What to work on: Pull out each line in the listing below that contains the word "water", and copy those lines without changes.

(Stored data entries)

>> Begin

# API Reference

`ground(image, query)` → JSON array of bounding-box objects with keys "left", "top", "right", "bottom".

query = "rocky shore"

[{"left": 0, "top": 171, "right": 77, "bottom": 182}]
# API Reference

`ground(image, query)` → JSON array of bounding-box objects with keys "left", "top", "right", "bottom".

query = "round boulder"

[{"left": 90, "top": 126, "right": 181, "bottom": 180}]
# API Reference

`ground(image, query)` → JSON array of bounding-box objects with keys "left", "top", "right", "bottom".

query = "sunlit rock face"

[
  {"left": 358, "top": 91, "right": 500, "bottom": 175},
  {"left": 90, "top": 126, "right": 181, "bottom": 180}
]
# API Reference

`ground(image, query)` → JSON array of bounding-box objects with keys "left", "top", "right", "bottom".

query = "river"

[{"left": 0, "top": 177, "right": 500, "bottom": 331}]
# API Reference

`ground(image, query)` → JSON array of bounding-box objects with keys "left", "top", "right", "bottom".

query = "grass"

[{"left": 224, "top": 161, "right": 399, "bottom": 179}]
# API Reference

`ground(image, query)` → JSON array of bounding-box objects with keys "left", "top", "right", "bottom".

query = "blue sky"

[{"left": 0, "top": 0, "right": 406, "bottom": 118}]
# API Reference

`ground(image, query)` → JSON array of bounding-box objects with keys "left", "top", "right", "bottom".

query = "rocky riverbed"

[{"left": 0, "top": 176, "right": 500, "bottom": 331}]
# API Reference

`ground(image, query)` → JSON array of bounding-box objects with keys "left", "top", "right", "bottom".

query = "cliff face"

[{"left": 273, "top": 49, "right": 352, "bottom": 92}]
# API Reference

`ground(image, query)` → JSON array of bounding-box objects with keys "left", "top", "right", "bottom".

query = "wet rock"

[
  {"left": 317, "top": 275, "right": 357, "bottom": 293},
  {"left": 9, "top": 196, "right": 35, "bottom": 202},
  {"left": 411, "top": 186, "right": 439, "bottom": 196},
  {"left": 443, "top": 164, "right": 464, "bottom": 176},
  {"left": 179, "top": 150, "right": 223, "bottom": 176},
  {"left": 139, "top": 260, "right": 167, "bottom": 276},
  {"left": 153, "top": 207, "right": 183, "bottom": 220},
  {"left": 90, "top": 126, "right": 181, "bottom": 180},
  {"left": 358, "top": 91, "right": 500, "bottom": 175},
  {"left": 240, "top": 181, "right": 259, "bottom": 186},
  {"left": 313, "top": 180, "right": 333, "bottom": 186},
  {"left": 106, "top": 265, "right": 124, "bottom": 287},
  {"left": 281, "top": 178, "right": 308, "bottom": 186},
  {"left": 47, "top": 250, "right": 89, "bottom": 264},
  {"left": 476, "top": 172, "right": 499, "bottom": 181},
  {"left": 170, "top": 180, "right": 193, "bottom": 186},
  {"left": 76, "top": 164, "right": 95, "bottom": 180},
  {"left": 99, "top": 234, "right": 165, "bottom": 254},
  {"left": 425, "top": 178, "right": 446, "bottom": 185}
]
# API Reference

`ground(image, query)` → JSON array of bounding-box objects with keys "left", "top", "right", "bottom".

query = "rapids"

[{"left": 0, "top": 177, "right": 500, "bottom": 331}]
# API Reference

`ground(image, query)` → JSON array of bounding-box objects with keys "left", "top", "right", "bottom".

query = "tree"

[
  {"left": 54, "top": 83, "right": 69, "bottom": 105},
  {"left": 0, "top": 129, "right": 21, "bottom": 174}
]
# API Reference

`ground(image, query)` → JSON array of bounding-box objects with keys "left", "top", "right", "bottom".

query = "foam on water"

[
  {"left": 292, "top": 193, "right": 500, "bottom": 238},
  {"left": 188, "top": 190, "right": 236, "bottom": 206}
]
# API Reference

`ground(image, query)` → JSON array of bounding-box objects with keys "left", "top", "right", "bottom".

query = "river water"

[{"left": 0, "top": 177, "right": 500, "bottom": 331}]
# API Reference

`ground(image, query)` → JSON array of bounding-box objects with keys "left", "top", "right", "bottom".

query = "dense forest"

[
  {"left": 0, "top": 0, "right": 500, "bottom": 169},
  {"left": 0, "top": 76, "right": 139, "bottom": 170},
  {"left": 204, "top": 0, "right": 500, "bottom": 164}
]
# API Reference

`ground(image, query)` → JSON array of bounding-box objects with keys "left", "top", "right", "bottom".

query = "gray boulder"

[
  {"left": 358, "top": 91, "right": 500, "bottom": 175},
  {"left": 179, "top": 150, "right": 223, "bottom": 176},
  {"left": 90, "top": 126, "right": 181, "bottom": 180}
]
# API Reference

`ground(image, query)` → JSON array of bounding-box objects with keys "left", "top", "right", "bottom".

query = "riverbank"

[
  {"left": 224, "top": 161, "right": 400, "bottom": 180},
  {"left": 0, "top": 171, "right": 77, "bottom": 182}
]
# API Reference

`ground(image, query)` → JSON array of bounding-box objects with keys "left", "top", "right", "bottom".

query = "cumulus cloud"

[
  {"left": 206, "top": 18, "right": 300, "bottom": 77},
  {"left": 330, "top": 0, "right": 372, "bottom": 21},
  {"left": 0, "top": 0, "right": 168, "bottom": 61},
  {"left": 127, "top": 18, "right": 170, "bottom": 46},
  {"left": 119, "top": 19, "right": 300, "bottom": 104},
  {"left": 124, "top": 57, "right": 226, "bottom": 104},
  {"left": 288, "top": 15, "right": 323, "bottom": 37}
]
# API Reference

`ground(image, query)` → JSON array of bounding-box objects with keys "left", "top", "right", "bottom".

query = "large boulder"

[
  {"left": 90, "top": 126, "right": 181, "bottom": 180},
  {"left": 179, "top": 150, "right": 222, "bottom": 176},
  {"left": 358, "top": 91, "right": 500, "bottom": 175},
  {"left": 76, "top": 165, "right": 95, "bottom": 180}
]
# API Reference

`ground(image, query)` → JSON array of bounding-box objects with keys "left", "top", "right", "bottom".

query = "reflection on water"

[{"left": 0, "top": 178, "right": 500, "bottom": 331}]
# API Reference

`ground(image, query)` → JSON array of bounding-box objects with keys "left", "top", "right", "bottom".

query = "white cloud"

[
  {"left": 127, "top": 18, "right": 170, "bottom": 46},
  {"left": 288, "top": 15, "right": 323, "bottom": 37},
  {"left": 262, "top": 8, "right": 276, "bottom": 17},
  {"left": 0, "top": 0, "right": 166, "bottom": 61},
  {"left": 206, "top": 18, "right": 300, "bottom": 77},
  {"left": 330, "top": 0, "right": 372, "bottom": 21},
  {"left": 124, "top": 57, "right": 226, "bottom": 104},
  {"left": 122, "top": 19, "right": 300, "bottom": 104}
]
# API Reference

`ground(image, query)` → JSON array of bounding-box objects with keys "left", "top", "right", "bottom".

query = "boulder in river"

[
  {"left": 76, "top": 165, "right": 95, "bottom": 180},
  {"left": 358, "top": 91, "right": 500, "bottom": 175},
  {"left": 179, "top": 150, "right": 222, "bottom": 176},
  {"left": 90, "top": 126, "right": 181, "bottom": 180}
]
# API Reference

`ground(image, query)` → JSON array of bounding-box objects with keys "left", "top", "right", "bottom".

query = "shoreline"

>> End

Expected output:
query = "foam on water"
query = "river water"
query = "reflection on water"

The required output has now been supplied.